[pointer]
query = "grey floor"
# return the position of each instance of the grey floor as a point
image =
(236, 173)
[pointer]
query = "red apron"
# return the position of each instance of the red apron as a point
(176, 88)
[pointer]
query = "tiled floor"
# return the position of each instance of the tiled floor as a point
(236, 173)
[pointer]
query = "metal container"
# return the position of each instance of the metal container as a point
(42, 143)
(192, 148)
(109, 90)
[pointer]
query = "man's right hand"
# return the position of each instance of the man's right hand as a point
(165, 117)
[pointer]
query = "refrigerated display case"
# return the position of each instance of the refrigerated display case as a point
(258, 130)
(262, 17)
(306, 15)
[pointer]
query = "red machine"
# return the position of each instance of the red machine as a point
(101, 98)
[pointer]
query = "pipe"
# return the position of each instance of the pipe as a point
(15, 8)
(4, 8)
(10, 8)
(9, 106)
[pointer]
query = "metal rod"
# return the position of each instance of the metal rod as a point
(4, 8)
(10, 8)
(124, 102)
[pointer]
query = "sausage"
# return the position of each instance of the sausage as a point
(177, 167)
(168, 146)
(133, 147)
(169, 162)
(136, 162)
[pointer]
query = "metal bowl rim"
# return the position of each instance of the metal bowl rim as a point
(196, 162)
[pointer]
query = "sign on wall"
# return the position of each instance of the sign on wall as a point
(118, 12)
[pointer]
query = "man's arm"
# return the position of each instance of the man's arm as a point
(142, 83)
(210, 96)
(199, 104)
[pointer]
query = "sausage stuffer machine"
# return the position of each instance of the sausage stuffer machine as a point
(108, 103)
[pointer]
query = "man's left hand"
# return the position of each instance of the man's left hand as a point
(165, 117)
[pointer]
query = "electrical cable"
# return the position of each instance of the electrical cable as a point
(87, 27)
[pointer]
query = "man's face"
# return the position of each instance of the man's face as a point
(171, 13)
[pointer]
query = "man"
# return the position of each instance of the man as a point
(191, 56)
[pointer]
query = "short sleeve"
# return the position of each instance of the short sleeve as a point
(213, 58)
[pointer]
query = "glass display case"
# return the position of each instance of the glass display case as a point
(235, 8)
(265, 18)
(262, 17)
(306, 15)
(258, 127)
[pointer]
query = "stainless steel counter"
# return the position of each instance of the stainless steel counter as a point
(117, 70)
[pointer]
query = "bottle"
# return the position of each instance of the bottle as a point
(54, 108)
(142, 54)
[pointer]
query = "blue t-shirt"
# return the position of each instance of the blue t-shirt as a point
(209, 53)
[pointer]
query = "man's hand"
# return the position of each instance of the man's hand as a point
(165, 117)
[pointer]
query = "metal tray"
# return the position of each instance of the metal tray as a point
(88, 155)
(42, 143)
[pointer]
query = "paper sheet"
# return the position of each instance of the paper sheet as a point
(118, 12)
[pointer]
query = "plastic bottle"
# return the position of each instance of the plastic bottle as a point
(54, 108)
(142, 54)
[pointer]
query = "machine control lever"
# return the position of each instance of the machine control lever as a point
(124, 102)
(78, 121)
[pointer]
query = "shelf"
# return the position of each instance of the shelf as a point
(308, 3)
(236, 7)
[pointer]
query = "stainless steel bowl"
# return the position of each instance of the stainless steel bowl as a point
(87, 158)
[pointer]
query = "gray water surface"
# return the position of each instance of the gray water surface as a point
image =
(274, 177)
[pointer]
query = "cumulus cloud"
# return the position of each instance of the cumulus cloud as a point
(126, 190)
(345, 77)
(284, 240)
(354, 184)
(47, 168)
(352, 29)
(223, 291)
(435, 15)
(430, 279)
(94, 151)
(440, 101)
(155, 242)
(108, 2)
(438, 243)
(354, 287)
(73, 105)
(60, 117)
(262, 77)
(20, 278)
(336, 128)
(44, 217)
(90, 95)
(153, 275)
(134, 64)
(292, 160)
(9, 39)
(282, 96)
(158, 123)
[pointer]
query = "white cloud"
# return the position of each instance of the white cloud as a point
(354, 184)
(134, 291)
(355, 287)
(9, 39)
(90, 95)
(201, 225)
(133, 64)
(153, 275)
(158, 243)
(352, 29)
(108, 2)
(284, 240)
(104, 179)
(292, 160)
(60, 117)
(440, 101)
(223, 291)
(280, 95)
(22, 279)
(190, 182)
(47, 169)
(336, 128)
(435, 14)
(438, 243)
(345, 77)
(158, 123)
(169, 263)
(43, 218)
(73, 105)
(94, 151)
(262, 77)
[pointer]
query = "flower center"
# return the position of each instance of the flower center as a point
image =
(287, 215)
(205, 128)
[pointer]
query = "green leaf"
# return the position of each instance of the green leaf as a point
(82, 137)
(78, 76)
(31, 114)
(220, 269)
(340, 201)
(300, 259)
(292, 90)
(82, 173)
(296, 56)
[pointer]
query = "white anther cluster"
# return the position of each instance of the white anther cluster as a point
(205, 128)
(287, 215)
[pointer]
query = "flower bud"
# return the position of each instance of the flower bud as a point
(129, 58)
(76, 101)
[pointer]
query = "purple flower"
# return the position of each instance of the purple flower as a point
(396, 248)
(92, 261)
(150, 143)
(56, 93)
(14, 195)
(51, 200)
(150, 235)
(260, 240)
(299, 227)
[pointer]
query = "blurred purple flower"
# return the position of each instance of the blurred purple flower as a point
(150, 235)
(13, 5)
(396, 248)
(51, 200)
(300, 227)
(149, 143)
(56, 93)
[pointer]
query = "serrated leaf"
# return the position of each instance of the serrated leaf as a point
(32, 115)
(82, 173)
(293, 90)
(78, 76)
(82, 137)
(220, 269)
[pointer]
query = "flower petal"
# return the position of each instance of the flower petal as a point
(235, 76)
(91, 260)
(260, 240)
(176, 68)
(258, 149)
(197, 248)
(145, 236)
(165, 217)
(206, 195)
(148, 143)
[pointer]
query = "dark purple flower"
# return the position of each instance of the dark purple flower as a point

○ ○ ○ ○ ○ ○ ○

Select every line of the material above that contains the string "anther", treating uppercase and lowercase letters as different.

* _Worked answer_
query = "white anther cluster"
# return the position of each instance of the white anther cluster as a point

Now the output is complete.